Pick out every line of the data below that contains the string "utility", and copy each such line in full. Case counts.
^^^^^^^^
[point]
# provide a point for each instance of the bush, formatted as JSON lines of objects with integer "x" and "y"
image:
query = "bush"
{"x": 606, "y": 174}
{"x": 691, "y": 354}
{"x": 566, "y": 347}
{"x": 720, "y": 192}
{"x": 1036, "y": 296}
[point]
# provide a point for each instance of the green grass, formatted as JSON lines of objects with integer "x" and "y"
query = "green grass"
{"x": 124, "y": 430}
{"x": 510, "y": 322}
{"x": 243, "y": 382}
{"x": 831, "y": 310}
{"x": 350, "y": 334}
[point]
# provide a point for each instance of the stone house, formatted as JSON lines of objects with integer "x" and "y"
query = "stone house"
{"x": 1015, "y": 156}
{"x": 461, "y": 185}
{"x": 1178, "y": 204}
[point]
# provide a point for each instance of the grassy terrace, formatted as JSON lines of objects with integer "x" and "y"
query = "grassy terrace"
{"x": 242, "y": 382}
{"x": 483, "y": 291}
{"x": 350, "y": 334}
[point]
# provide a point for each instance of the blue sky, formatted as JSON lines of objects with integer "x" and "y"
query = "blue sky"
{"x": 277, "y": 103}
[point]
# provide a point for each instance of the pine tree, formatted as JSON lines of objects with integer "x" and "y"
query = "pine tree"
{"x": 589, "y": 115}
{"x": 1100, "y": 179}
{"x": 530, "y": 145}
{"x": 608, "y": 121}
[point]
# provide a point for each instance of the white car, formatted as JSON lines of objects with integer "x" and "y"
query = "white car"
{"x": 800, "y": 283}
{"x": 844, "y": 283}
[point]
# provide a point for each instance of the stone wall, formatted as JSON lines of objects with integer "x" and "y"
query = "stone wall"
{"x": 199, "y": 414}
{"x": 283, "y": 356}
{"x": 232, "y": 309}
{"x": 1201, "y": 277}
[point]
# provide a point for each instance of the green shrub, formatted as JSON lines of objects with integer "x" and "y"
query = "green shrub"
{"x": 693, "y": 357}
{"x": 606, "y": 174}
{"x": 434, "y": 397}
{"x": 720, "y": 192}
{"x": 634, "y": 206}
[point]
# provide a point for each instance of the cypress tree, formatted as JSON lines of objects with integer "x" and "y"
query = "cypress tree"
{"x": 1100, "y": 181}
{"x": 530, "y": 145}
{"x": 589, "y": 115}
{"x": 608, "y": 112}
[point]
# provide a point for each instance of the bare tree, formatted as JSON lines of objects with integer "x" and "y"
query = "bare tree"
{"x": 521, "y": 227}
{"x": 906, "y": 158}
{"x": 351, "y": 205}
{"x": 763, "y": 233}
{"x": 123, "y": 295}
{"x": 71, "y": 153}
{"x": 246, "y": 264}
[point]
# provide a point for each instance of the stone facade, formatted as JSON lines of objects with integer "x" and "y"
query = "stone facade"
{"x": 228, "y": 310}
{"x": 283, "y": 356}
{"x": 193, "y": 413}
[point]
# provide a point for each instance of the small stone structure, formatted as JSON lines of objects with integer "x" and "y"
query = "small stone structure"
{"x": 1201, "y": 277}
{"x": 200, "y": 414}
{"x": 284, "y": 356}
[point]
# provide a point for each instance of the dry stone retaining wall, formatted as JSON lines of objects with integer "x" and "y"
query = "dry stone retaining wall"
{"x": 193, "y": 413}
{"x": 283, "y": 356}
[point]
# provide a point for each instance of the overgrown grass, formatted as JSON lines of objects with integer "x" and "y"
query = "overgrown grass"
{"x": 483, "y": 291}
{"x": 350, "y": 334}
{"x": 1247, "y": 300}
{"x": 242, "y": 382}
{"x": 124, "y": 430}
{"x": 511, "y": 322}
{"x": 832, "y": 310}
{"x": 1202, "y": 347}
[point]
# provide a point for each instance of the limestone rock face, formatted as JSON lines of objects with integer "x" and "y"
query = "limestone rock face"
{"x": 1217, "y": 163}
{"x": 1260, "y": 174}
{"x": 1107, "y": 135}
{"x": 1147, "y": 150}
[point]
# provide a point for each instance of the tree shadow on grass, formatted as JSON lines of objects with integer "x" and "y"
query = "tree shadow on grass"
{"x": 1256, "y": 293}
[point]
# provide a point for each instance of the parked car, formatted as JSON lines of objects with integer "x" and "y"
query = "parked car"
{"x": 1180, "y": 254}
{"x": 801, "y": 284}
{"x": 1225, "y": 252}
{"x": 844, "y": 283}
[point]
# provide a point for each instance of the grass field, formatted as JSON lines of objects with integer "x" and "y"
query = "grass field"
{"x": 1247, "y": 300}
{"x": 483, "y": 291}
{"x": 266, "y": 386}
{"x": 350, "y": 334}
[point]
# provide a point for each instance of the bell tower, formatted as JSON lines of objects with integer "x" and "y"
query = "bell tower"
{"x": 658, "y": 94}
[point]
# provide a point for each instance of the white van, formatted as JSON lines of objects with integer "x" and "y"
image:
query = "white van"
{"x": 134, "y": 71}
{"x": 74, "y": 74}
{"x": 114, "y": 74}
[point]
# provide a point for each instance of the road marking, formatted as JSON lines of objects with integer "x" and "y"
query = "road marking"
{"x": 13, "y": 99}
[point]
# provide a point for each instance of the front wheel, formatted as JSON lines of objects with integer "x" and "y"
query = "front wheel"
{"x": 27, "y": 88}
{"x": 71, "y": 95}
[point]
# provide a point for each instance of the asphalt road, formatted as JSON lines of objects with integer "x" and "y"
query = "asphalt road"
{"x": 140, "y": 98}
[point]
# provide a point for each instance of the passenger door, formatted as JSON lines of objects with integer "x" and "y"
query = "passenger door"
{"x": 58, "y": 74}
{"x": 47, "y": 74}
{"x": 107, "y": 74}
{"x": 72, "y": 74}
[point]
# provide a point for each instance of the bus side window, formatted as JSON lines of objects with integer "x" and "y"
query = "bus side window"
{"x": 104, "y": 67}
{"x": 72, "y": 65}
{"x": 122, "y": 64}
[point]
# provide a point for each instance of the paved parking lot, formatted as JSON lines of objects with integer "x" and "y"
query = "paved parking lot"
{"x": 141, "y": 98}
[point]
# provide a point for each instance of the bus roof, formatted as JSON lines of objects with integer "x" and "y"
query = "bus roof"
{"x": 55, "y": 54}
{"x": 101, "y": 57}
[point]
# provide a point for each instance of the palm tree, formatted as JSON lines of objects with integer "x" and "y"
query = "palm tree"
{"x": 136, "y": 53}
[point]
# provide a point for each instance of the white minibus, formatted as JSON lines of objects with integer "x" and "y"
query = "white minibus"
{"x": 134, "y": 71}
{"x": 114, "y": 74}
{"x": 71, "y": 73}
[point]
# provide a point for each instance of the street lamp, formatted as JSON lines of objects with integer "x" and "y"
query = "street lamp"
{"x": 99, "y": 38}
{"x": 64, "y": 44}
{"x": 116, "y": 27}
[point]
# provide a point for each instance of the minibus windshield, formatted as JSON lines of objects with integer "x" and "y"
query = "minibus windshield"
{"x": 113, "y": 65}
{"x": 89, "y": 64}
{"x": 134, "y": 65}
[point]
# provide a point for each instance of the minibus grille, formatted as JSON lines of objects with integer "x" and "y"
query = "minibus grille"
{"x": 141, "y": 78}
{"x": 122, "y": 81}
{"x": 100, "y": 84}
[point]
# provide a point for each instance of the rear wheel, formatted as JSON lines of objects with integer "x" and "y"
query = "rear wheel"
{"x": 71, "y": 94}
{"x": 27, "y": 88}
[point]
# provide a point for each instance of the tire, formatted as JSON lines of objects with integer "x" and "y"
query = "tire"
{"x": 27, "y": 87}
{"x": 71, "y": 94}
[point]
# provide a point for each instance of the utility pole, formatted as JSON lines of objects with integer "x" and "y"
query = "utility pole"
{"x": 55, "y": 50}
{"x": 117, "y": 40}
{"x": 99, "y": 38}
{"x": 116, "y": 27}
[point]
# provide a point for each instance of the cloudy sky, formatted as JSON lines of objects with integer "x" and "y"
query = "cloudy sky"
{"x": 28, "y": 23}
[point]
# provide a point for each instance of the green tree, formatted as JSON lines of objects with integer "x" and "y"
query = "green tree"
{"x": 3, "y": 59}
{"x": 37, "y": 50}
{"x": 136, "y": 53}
^^^^^^^^
● **Solution to this task**:
# provide a point for each instance of the utility pole, formatted as JSON lines of objects with integer "x" and "y"
query = "utility pole"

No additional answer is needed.